● What needs to be done: Decide whether each statement below agrees with the article on the Pew survey of views on same-sex marriage, answering yes or no and quoting the article's deciding words. (a) The survey was conducted between June 8 and 18 with 2,504 respondents. (b) A majority of Republicans now support gay marriage. (c) Black Americans were the most supportive of gay marriage among the racial groups named.

Americans' support for gay marriage has hit an all time high, according to a Pew Research Center survey, which says it also found "dramatic shifts" in opinions among evangelicals.
The survey, published on Monday, found that white evangelicals largely remain opposed to same-sex marriage, with 35 percent in favor, and a 59 percent majority opposed.
That being said, white evangelicals' support for gay marriage has more than doubled over the last decade, when it was only 14 percent.
"Views on same-sex marriage have shifted dramatically in recent years," Pew said, noting that as recently as 2010, 48 percent of all Americans opposed the legalization of gay marriage, compared to 42 percent who were in favor.
The latest survey, conducted between June 8–18 with the sample size of 2,504 respondents, carrying a margin of error of plus or minus 2.3 percentage points, notes that 62 percent of all respondents now back the Supreme Court's legalization of same-sex marriage in 2015, compared to only 32 percent who disagreed.
Younger white evangelicals continued the trend of being more in favor of gay marriage than the older population.
The survey found that 47 percent of white evangelical millennials and those born after 1964 favor gay marriage, with only 26 percent of older white evangelicals supporting it.
Pew noted that gay marriage support has risen across all religious groups in recent years, with black Protestants favoring gay marriage at 44 percent today, compared to only 24 percent in 2007.
"Wide majorities of Catholics (67 percent), white mainline Protestants (68 percent), and — in particular — the religiously unaffiliated (85 percent) support legal marriage for same-sex couples," Pew said.
What is more, the Republican Party, whose members have traditionally opposed gay marriage, has also been experiencing major shifts. The June survey found that for the first time ever, Republicans are nearly split on the issue, with 48 percent opposing gay marriage, and 47 percent stating that they support it.
White people in general were most supportive of gay marriage at 64 percent; Hispanics backed the practice at 60 percent; while black Americans remained the most divided on the topic, with 51 percent in support of gay marriage, and 41 percent opposed.
"In the new survey, majorities across all educational groups now say they favor same-sex marriage, but levels of support are highest among those who have graduated from college: 79 percent among those with postgraduate degrees and 72 percent among those with bachelor's degrees," Pew added.
Michael Brown, host of the nationally syndicated Line of Fire radio program, said in an op-ed published in The Christian Post last week that no matter how many people who say they are Christians embrace homosexuality, it "doesn't make it true."
"First, to argue that greater acceptance of homosexuality by churches is proof of spiritual growth is like arguing that greater acceptance of obesity by doctors is a proof of medical progress. The reverse is actually true," Brown argued.
"Second, the Bible often warns us against compromise and apostasy, both moral and creedal. And in every generation, there have been heretics who have departed from the faith. Should we therefore celebrate every heretical doctrine and practice as proof of our spiritual maturity?" he asked.

Point localization data

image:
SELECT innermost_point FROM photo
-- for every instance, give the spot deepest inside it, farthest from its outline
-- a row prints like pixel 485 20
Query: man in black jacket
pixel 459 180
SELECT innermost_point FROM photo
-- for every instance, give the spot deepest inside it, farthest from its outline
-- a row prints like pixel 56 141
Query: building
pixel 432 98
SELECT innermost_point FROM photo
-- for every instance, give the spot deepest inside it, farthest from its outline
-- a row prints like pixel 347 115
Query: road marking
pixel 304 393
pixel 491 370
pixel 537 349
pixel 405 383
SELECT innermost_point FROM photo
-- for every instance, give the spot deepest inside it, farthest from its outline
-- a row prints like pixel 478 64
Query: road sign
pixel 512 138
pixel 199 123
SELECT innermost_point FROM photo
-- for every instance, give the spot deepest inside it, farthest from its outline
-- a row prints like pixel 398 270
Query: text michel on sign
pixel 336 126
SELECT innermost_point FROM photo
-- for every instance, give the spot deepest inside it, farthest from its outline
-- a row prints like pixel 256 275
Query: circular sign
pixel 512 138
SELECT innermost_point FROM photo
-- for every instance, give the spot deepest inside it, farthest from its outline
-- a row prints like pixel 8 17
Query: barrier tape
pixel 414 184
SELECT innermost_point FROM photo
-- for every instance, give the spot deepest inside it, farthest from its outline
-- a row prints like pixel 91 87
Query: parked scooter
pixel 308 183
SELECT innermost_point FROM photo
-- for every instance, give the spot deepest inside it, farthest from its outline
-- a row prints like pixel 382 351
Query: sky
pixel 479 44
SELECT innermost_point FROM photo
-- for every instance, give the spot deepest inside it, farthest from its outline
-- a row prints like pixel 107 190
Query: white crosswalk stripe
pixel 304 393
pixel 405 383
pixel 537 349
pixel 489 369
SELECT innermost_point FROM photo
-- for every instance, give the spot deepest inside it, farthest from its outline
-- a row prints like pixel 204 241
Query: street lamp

● Solution for this problem:
(a) Yes: "conducted between June 8–18 with the sample size of 2,504 respondents"
(b) No: "with 48 percent opposing gay marriage, and 47 percent stating that they support it"
(c) No: "White people in general were most supportive of gay marriage at 64 percent"